Selected excerpt:

---*---

OpenAI, Alphabet, Meta, Anthropic, Inflection, Amazon, and Microsoft committed to developing a system to “watermark” all forms of content, from text, images, audios, to videos generated by AI so that users will know when the technology has been used.
So, make content with AI, then screen grab it, removing watermark?
The watermark would likely be comprised of a few different methods to embed marker pixel sets that would be difficult/impossible to see in addition to ones that are visible. Think printed currency. I’m not saying there won’t be an arms race to circumvent it like drm, or bad actors who counterfeit it, but the work should be done to try to ensure some semblance of reliability in important distributed content.
It’s possible for AI generated text to be made such that detection is straight-forward, due to probability of word selection. https://youtu.be/XZJc1p6RE78
Here is an alternative Piped link(s): https://piped.video/XZJc1p6RE78
Piped is a privacy-respecting open-source alternative frontend to YouTube.
I’m open-source, check me out at GitHub.
Of course the watermark will only apply to their consumer versions of things, maybe their business things, and absolutely none of their government or internal things.
Where did it say that?
It doesn’t say much of anything, I’m just extrapolating from the current trajectory of society.
This is going to need to happen anyway if these companies want to differentiate between human generated and ai generated content for the purposes of training new models
how to put watermark on textual content?
LLMs choose words based on probabilities, i.e. given the word “blue”, it will have a list of words and probabilities that those words should follow “blue”. So “sky” would be a high probability, “car” might also be quite high, as well as a long list of other words. The LLM chooses the words not by selecting whatever has the highest probability, but with a degree of randomness. This has been found to make the text sound more natural.
To watermark, you essentially make this randomness happen in a predefined way, at least for cases where many different words could fit. So (to use a flawed example), you might make it so that “blue” is followed by “car” rather than “sky”. You do this throughout the text, and in a way that doesn’t affect the meaning of the text. It is then possible to write a simple algorithm to detect whether this text was written by an AI, because of the probability of different words appearing in particular sequences. Because its spread throughout the text, it’s quite difficult to remove the watermark completely (although not impossible).

---*---

Records:
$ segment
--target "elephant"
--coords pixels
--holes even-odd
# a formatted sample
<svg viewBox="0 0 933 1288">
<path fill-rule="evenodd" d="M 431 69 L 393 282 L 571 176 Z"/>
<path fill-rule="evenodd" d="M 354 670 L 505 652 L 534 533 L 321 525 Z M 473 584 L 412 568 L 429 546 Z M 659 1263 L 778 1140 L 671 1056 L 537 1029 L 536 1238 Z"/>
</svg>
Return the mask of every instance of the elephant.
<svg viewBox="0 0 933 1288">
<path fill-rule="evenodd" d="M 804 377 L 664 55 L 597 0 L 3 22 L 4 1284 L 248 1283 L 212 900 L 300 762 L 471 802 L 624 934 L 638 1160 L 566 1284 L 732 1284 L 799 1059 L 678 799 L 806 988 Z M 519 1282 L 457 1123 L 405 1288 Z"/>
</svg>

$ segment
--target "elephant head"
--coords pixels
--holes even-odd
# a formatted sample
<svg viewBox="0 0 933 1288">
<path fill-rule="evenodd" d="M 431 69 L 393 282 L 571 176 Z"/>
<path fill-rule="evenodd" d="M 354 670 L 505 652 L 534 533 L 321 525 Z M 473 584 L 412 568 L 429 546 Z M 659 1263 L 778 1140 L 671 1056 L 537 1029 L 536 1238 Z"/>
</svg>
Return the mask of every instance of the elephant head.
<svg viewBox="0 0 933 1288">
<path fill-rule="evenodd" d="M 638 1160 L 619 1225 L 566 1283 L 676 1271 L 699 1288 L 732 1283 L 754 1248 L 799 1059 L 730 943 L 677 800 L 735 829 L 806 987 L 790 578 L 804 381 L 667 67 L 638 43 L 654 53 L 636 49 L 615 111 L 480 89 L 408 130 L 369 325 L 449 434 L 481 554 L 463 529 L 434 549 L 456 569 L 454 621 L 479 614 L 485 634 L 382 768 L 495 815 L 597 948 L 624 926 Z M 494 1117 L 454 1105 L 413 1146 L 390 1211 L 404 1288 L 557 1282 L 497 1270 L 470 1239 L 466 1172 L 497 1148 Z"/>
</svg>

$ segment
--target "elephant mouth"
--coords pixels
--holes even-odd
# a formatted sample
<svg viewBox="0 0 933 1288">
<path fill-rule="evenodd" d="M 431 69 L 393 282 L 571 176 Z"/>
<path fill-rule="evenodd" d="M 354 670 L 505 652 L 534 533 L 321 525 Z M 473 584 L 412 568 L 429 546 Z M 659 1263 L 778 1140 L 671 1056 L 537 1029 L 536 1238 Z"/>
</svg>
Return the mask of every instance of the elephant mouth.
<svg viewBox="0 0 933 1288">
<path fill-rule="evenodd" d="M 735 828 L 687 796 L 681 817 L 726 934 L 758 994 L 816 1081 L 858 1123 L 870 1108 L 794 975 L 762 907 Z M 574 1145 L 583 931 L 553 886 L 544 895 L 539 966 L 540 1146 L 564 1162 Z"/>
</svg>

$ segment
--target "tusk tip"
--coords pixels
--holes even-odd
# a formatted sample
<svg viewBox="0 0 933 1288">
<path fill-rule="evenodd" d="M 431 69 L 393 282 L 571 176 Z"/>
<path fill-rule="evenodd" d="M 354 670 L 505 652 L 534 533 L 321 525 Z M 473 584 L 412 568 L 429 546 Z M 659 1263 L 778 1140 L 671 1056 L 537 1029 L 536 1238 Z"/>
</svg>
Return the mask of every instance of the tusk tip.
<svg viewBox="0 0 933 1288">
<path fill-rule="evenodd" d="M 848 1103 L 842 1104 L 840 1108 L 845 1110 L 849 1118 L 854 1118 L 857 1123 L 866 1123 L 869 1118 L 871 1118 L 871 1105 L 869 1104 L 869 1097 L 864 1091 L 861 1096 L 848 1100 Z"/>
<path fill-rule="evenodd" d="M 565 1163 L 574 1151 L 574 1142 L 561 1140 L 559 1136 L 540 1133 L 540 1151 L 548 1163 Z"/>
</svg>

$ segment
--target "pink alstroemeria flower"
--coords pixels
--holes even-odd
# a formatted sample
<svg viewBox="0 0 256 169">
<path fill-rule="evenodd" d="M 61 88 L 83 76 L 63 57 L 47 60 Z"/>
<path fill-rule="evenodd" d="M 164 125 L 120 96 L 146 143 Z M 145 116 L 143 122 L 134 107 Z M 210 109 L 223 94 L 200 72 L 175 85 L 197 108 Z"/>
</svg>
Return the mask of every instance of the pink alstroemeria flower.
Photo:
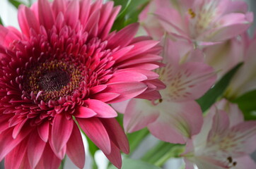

---*---

What to do:
(1) Name every company that the AI watermarking discussion says committed to developing a watermarking system.
(2) Reproduce the part of the AI watermarking discussion that opens with the words containing "The watermark would" and closes with "important distributed content.".

Set of answers:
(1) OpenAI, Alphabet, Meta, Anthropic, Inflection, Amazon, Microsoft

(2)
The watermark would likely be comprised of a few different methods to embed marker pixel sets that would be difficult/impossible to see in addition to ones that are visible. Think printed currency. I’m not saying there won’t be an arms race to circumvent it like drm, or bad actors who counterfeit it, but the work should be done to try to ensure some semblance of reliability in important distributed content.